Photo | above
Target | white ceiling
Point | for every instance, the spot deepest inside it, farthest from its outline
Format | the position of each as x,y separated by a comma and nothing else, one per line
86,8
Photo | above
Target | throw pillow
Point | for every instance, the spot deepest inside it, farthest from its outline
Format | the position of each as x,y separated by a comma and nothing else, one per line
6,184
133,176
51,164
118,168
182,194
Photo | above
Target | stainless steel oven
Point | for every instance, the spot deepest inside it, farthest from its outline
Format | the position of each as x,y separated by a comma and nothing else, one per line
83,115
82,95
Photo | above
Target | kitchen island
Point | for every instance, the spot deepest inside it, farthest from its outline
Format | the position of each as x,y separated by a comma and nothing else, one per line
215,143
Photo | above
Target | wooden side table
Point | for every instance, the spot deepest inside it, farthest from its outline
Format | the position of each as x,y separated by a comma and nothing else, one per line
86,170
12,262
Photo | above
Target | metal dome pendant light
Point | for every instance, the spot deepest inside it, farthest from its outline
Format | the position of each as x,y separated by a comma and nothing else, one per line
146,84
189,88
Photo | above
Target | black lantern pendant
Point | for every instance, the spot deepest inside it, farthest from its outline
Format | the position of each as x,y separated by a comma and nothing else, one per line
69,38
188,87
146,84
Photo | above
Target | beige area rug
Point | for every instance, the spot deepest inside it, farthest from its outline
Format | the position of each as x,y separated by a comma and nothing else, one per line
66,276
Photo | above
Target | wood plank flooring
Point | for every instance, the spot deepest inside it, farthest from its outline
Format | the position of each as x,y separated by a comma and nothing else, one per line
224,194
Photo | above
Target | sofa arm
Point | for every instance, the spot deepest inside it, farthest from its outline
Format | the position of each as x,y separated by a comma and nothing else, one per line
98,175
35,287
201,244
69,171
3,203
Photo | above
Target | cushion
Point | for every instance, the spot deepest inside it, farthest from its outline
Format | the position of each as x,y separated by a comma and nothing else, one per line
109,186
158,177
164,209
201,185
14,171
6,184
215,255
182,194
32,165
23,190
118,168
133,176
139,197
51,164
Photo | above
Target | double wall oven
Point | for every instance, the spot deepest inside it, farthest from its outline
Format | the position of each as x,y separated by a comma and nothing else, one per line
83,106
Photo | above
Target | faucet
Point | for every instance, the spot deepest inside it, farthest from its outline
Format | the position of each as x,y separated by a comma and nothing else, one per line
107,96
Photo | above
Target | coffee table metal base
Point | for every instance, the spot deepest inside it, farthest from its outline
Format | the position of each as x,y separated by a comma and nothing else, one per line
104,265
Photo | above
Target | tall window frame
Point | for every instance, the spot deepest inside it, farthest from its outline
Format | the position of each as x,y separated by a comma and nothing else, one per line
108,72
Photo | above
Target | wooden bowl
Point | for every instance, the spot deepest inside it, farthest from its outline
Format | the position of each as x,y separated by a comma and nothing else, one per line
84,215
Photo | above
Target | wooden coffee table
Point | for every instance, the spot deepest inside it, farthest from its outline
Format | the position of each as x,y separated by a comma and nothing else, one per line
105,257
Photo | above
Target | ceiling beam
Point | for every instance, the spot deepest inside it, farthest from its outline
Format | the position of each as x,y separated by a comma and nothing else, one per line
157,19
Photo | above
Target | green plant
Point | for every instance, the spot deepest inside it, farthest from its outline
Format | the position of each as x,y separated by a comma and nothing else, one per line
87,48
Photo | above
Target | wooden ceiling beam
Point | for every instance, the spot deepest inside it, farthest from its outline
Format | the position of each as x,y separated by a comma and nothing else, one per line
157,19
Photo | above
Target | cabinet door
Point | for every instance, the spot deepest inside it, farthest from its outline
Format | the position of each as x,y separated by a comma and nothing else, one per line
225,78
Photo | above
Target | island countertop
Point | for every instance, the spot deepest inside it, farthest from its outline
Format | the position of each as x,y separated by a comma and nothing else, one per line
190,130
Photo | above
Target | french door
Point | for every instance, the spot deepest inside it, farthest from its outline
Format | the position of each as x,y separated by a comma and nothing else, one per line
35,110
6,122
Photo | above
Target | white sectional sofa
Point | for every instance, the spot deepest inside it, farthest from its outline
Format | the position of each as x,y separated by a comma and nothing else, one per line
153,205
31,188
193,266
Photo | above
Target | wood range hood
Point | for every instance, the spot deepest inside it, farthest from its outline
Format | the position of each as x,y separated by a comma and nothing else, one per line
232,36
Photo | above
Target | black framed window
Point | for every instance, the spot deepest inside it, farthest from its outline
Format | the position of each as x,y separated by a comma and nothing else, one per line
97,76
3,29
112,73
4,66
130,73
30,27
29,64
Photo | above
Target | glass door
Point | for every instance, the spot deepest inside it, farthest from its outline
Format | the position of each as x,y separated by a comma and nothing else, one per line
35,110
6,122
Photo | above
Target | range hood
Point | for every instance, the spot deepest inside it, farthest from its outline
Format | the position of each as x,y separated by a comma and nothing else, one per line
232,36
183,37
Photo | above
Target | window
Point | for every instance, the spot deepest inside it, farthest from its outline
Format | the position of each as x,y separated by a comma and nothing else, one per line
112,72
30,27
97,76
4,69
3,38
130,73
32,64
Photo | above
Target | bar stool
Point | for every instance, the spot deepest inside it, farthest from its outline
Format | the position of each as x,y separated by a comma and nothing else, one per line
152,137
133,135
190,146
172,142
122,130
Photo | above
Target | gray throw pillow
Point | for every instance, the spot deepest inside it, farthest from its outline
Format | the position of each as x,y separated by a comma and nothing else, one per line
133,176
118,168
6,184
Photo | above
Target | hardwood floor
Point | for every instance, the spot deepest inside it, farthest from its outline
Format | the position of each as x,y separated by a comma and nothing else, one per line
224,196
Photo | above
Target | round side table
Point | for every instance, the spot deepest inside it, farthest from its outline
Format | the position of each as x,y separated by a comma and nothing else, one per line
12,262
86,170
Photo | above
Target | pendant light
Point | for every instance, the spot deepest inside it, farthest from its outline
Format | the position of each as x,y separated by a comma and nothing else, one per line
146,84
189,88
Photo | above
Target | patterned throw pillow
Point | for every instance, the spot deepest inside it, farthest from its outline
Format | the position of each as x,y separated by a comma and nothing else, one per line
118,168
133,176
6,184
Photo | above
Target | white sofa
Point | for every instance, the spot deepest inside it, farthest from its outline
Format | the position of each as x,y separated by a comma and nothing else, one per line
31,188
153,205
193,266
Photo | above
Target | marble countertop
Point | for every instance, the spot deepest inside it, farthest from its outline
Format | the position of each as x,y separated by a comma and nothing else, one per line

● ● ● ● ● ● ●

**Task to carry out**:
Copy every line of the data above that contains the word "ceiling".

**Result for this exercise**:
Target | white ceiling
Target | ceiling beam
Target | wooden ceiling beam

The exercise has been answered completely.